**Dataset**
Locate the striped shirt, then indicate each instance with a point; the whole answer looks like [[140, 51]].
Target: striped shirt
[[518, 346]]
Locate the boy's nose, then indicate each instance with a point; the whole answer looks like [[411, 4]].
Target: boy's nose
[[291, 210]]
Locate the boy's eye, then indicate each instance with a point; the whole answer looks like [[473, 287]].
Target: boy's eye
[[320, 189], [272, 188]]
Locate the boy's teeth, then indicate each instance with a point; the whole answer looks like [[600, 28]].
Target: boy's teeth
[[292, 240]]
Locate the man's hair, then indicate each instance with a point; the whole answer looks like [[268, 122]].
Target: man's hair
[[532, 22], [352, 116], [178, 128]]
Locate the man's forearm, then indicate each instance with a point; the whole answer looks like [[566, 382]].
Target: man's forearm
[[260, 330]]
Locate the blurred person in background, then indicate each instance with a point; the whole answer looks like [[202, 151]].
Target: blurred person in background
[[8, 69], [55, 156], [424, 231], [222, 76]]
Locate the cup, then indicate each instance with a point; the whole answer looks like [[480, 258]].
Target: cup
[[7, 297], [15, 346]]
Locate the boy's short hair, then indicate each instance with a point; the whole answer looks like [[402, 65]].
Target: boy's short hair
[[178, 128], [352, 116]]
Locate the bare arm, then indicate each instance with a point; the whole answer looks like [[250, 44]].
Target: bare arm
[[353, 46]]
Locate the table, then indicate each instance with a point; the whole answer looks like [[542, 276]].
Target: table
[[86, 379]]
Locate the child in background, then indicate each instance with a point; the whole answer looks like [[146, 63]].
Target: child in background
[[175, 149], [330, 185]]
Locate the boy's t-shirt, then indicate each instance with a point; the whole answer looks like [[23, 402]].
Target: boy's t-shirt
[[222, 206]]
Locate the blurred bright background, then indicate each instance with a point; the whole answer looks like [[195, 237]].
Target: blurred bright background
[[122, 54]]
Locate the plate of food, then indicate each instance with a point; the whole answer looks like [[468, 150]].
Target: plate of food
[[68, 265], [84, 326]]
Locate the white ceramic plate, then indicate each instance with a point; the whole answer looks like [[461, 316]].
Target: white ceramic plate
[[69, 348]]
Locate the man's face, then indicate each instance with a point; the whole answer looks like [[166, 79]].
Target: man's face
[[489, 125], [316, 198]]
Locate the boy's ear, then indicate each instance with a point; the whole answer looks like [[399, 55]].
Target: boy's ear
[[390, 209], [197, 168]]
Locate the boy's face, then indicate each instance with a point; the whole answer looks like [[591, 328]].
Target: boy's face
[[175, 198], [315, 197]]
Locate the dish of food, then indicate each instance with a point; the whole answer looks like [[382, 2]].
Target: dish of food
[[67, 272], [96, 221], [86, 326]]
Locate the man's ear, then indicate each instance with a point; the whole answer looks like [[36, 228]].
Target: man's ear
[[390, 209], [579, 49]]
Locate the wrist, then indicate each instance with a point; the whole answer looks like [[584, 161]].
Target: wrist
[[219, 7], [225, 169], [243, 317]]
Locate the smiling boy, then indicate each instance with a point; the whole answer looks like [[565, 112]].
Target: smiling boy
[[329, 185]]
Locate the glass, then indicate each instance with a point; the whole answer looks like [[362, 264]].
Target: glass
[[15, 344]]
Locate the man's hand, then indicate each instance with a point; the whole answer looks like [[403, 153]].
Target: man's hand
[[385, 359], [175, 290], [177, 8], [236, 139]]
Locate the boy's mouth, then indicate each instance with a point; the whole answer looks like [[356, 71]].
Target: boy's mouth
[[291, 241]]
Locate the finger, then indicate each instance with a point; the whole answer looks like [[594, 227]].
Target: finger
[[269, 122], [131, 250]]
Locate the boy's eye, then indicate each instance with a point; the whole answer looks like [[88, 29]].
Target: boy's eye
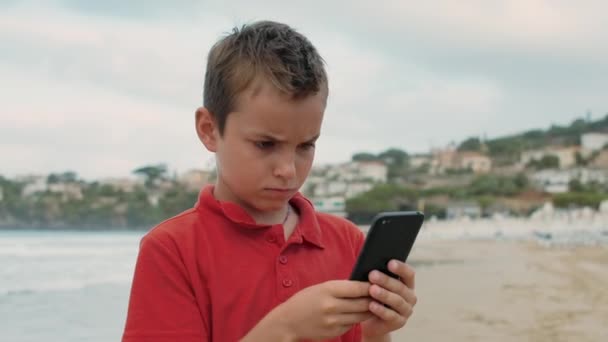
[[307, 146], [264, 145]]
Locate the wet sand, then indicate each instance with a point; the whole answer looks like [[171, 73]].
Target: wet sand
[[508, 291]]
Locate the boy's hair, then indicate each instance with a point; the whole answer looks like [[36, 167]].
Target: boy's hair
[[272, 50]]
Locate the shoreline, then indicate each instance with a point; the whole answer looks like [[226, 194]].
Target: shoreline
[[508, 291]]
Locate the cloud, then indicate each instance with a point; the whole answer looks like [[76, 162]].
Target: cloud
[[104, 87]]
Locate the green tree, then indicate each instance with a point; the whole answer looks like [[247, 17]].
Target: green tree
[[470, 144], [364, 156], [152, 173]]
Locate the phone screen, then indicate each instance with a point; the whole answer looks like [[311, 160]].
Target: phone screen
[[391, 236]]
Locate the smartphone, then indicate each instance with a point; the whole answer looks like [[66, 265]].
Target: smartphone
[[391, 236]]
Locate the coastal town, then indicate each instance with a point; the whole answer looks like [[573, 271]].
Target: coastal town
[[466, 179]]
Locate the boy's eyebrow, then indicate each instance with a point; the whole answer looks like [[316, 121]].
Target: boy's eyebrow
[[266, 136]]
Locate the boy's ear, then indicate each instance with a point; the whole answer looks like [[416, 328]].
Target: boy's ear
[[206, 128]]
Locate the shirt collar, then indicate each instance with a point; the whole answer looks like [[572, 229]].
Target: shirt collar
[[308, 226]]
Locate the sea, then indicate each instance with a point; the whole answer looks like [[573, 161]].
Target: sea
[[69, 286], [65, 286]]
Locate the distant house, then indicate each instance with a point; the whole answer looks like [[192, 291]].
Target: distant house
[[419, 160], [463, 209], [565, 155], [601, 160], [33, 184], [443, 159], [67, 190], [122, 184], [594, 141], [451, 159], [194, 180], [558, 181], [357, 188], [375, 171], [474, 161], [332, 205]]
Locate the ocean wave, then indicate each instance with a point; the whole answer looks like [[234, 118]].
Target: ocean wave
[[64, 285]]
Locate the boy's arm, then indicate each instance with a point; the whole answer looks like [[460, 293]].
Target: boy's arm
[[162, 306]]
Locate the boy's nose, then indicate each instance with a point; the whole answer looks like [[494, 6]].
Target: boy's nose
[[286, 168]]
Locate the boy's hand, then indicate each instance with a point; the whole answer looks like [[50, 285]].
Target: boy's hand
[[397, 294], [325, 310]]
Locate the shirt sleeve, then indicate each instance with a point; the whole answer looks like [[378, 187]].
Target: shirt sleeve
[[163, 306]]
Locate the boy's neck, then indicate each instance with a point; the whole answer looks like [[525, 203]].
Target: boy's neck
[[282, 216]]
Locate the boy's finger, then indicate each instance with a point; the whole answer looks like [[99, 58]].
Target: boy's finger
[[404, 271], [387, 314], [354, 318], [357, 305], [348, 289], [389, 283]]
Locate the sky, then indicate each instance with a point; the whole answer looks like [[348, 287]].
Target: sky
[[104, 87]]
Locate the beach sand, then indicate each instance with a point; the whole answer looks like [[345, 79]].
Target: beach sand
[[508, 291]]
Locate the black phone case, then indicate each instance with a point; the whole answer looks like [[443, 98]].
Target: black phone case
[[391, 236]]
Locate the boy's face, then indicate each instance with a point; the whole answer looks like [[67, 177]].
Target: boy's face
[[267, 148]]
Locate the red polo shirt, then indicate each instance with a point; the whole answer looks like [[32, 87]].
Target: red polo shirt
[[211, 273]]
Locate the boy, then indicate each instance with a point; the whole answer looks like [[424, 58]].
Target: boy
[[253, 261]]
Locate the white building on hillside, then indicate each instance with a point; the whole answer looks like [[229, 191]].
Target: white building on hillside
[[565, 155], [594, 141]]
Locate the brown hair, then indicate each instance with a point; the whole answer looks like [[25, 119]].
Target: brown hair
[[272, 50]]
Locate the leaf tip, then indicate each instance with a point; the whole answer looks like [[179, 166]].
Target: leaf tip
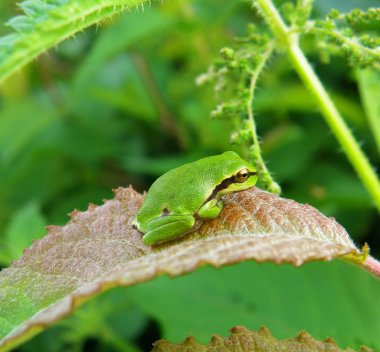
[[53, 229]]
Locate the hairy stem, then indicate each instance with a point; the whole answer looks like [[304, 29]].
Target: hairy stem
[[252, 125], [328, 109]]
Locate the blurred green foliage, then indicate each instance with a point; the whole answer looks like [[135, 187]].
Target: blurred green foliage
[[118, 105]]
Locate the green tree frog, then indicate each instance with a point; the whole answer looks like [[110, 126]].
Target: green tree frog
[[180, 200]]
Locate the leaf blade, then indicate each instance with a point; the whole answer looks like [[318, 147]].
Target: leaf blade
[[98, 249]]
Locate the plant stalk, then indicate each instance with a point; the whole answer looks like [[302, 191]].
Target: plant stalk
[[332, 116]]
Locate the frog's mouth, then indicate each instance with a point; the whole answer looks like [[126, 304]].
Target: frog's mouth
[[231, 184]]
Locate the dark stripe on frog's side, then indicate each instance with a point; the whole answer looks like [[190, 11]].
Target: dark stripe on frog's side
[[224, 184]]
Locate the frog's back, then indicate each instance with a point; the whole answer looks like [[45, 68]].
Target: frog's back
[[186, 188]]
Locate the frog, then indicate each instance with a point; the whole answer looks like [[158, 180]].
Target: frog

**Task brief**
The lines to extract from the data above begin with the line containing "Target: blurred bright background" and end with the line containing "Locate the man's hand, then". Extract them exactly, including both.

**Output**
Target: blurred bright background
[[122, 54]]
Locate the plate of food, then indicate each instance with a point; the whole answer looks like [[468, 150]].
Target: plate of food
[[68, 265], [84, 326]]
Locate the white ceramic plate, then indicate each instance with a point; the whole answer looks like [[461, 316]].
Target: white ceramic plate
[[69, 348]]
Locate the man's face, then indicate each instance with a point; the whole answer looks like [[166, 79]].
Target: man's face
[[489, 125], [316, 198]]
Locate the boy's ear, then indicate each instance with a point; the whole answer looks like [[399, 55]].
Target: boy's ear
[[390, 209], [197, 168]]
Locate the boy's face, then indicate each instance with a point; the whole answer looks like [[591, 328]].
Target: boy's face
[[175, 198], [315, 197]]
Locate the dish of food, then indicate each instance with a point; the whole answer looks like [[382, 2]].
Target: dish of food
[[67, 272], [96, 221], [86, 326]]
Locate the man's ear, then indicate each instance with a point; the whole answer looks like [[36, 228]].
Target: man's ear
[[390, 209], [579, 49]]
Locate the wrist, then indicate each instance with a point; the whole answer looks like [[584, 161]].
Target: wrist
[[219, 7], [225, 169], [243, 317]]
Locate the smiling boy, then indicate each instance with a point; the whole answer looks like [[565, 112]].
Target: smiling boy
[[329, 185]]
Locate the glass, then indicate each instance with a point; the whole answer looks like [[362, 264]].
Target: glass
[[15, 344]]
Locate the man's hand, then indicate each instance with a point; the whole answer looks like [[403, 153]].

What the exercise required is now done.